TASK GOAL: The copy you produce must repeat each record exactly and contain no pictures.

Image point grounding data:
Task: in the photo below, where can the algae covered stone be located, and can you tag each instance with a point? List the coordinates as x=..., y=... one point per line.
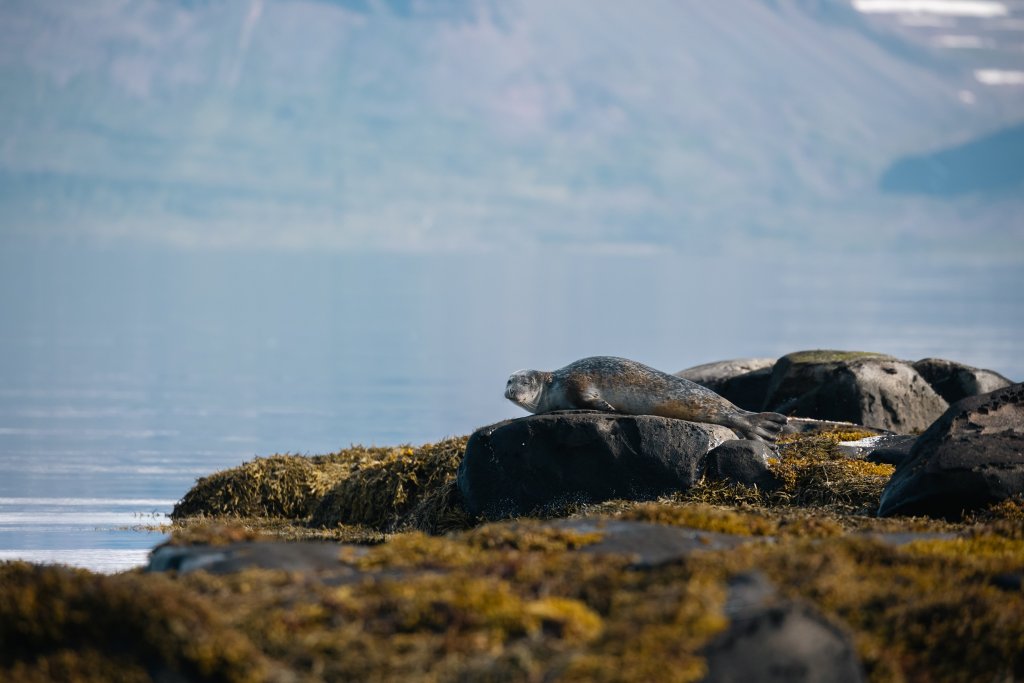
x=514, y=467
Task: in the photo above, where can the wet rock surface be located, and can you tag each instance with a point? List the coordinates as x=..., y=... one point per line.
x=743, y=462
x=515, y=467
x=772, y=639
x=971, y=457
x=296, y=556
x=869, y=389
x=742, y=381
x=891, y=450
x=954, y=381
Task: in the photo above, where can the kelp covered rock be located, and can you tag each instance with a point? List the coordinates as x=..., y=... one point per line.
x=973, y=456
x=870, y=389
x=954, y=381
x=743, y=462
x=380, y=494
x=514, y=467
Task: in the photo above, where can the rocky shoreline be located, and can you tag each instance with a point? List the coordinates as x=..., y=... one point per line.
x=882, y=540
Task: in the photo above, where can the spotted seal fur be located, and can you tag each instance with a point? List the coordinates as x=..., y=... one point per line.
x=620, y=385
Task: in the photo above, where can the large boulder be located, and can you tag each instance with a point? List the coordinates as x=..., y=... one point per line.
x=770, y=638
x=742, y=381
x=954, y=381
x=971, y=457
x=870, y=389
x=514, y=467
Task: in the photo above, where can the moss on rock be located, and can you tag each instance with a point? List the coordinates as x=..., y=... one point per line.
x=380, y=494
x=818, y=356
x=79, y=626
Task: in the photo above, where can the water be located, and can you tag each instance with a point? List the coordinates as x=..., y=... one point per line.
x=125, y=374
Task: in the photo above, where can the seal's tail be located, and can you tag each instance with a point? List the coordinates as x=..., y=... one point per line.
x=763, y=426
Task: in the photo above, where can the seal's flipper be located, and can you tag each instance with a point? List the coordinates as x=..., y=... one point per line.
x=762, y=426
x=590, y=400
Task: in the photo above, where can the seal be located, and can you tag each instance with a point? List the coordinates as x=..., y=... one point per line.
x=620, y=385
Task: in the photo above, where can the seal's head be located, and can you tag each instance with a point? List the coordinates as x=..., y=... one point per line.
x=524, y=388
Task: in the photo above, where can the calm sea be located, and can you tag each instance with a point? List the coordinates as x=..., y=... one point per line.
x=127, y=374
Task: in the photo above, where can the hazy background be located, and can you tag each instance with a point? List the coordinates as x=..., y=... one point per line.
x=230, y=228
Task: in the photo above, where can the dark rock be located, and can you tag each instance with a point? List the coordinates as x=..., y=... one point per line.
x=294, y=556
x=954, y=381
x=514, y=467
x=972, y=456
x=742, y=461
x=649, y=544
x=1011, y=582
x=891, y=450
x=809, y=426
x=742, y=381
x=770, y=639
x=869, y=389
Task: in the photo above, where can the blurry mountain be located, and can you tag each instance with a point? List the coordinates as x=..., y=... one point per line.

RESULT OF THIS EXERCISE:
Task: in the photo below, where can the algae covered stone be located, and can you tag each instance with a point? List the coordinates as x=..., y=... one point per line.
x=514, y=467
Task: in the photo above, where can the wet rock surface be located, and can you tag each instance with a point? List the coordinates as x=..., y=... one point per line.
x=743, y=462
x=515, y=467
x=772, y=639
x=971, y=457
x=296, y=556
x=869, y=389
x=742, y=381
x=891, y=450
x=954, y=381
Task: in the photo above, where can the kelp covered rock be located, and can you tag each instance with a point? List the coordinates as x=..., y=... one point per line.
x=973, y=456
x=870, y=389
x=954, y=381
x=743, y=462
x=380, y=494
x=514, y=467
Task: in the photo above, where can the rocky shoreline be located, and can you tag each instance with a point? List the coordinates as x=..., y=... one point per line.
x=882, y=540
Task: in the photo above, where can the spotted seal fur be located, and can you tag each instance with a point? List the coordinates as x=..., y=... one point per line.
x=620, y=385
Task: in the photo above, where can the large boulder be located, and can you tag each instance with a point? List the coordinates as x=..., y=... one point per line.
x=770, y=638
x=742, y=381
x=954, y=381
x=971, y=457
x=870, y=389
x=514, y=467
Task: in the photo above, where can the moss on rock be located, and can you tag each instance with a point? List the coordinates as x=..., y=... one point per line.
x=380, y=494
x=818, y=356
x=79, y=626
Task: in the photo above, where can the water be located, and can you tag each instance with a point? List the coordinates as x=..., y=... one point per line.
x=125, y=374
Task: in the photo above, where can the seal's tail be located, and can you tag each instance with a point? List the coordinates as x=..., y=... one point per line.
x=763, y=426
Task: in the photo above, where can the seal's flipper be located, and can you tag each instance with a point? List the coordinates as x=..., y=... one point per line.
x=762, y=426
x=590, y=400
Task: in the photo above, where can the seal be located, and can you tag each instance with a point? List the coordinates as x=..., y=... one point per line.
x=620, y=385
Task: in the photo above, where can the seal's head be located, and can you tag each instance with a point? List the coordinates as x=..., y=... one point per line.
x=524, y=388
Task: in the photo above, where can the calm sea be located, and can you tag each instance with a point? List the coordinates as x=..., y=... one point per line.
x=127, y=374
Task: in the photo above, where can the hazy background be located, and can you tag each instance with a point? List the coordinates as x=..., y=... one point per line.
x=230, y=228
Task: in the photo above, where can the dark rock be located, and can you tag each instance with a point? List the coordinates as x=..., y=... one point per line.
x=294, y=556
x=954, y=381
x=514, y=467
x=972, y=456
x=742, y=461
x=649, y=544
x=1011, y=582
x=891, y=450
x=809, y=426
x=742, y=381
x=770, y=639
x=869, y=389
Task: in the photo above, where can the blurry mountain be located, and can you tag each instance with a point? List the coordinates as x=..., y=... one point per line.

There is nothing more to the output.